- [TEXTO EXTRAÍDO]
- - -
No, mis discípulos dilectos. La imagen de la alta velocidad en nuestra comarca hoy se asocia a la testudo graeca, especie conocida entre nosotros como tortuga mora. No sabría deciros cuál será la velocidad que llegará alcanzar, si es que algún día consigue empezar a rodar, pero como se desplace al ritmo con que se ejecutan las obras que han de hacerlo posible, voto a bríos que llegaremos antes a Europa si emprendemos el camino andando. 

Y esto que os digo, amados míos, a mí, como a vosotros, me recuerda a la historia que nos contara primero Esopo y, después, La Fontaine y Samaniego. 

En ella, una liebre y una tortuga se retaron a una carrera para ver quién de las dos era más rápida. La liebre partió en cabeza y, en poco tiempo, cogió una gran ventaja sobre su lenta perseguidora. Mas al verse con la victoria en el bolsillo, el lepórido se permitió la licencia de sentarse a descansar a la sombra de un árbol y cayó dormido. Cuando despertó, la tortuga estaba a punto de cruzar la meta y, pese al esfuerzo que realizó entonces la liebre por tratar, en vano, de retomar la cabeza, la tortuga acabó ganando la carrera. 

La moraleja de la historia es, hermanos, un voto en favor de la constancia. Hemos hablado en otras ocasiones de cómo en la vecina Región de Murcia, el trabajo perseverante de décadas permite hoy contemplar el fruto de un patrimonio que no es más rico que el que aquí tenemos, pero que resulta visible porque se han preocupado en hacerlo aflorar de tantos siglos de polvo y desidia acumulados. Pero aquí, en esta comarca, tal parece que sea la mierda que oculta nuestros tesoros aquello que, como poseídos por un nefando síndrome de Diógenes, mostramos sin pudor alguno.
- - -
- [INFORMACIÓN PROPORCIONADA]
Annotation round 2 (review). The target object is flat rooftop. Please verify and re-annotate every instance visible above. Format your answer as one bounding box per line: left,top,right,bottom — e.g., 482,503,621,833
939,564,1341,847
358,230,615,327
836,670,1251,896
- - -
- [SUS TAREAS]
(A) En el texto sobre la tortuga mora y la alta velocidad, ¿a qué especie se asocia hoy la imagen de la alta velocidad en la comarca?
(B) Actualice el texto sobre la tortuga mora y la alta velocidad desde "En ella, una" hasta "ganando la carrera.", sustituyendo "lepórido" por "animal veloz".
(C) Continúe el texto sobre la tortuga mora y la alta velocidad a partir de su última oración.

- [RESPUESTAS]
(A) A la testudo graeca, conocida como tortuga mora.

(B)
En ella, una liebre y una tortuga se retaron a una carrera para ver quién de las dos era más rápida. La liebre partió en cabeza y, en poco tiempo, cogió una gran ventaja sobre su lenta perseguidora. Mas al verse con la victoria en el bolsillo, el animal veloz se permitió la licencia de sentarse a descansar a la sombra de un árbol y cayó dormido. Cuando despertó, la tortuga estaba a punto de cruzar la meta y, pese al esfuerzo que realizó entonces la liebre por tratar, en vano, de retomar la cabeza, la tortuga acabó ganando la carrera.

(C)
Mas volvamos al ferrocarril, hermanos, porque a veces el tren es también de ida y vuelta. 

En este asunto, hijos míos, como en tantos otros, aquellos que os representan son muy capaces de encontrar problemas allí en donde nunca los hubo, que no hay nada que más guste a un político que un obstáculo, pero no por el prurito de vencerlo, sino por ese deporte de golpear la testa del contrincante, que entre nuestros próceres parece haber superado al paddle en afición y en número de practicantes. 

Y es que, cuatro años después de finalizado el último tramo de plataforma de esa línea que ni viene ni conduce aún a ninguna parte, dos y medio después de cegar túneles en el país en que el tuerto es rey y uno tras la adjudicación del tramo entre Cuevas del Almanzora y Pulpí, aún es el día en que todo sigue igual que estaba. Bueno, todo no, que los ánimos de los vecinos ahora andan mucho más que exaltados, cosa que por entonces no. 

Pero ¿cómo iba a suponer la paciente e infatigable tortuga mora que su caparazón iba a servir para detener los venablos que paladines populares y socialistas se lanzaran entre sí ante la mirada atónita del pueblo llano? 

El año comenzó con una discusión, que ahora sabemos bizantina, sobre quién había de retirar las tortugas, cuando a día de hoy conocemos que aún no hay en dónde echarlas, como tampoco tenemos noticia de a dónde hay que echar a los vecinos, que en esto llevan vidas paralelas con los desdichados galápagos, unidos ambos en el desahucio. 

Ahora estamos en ese momento en el que, como en los partidos de tenis, giramos la mirada alternativamente a izquierda y derecha para ver en qué lugar del espectro administrativo está la pelota fosforescente. 

Diréis, lo sé, amadísimos hermanos que próceres han venido desde Madrid y se han reunido en la capital de la provincia con vuestros representantes y con los afectados por las expropiaciones, y que todos han salidos contentos y felices, exactamente igual que hace un año ocurrió en Madrid, a pesar de lo que hoy, como dijera el otro Iglesias, repito, la vida sigue igual.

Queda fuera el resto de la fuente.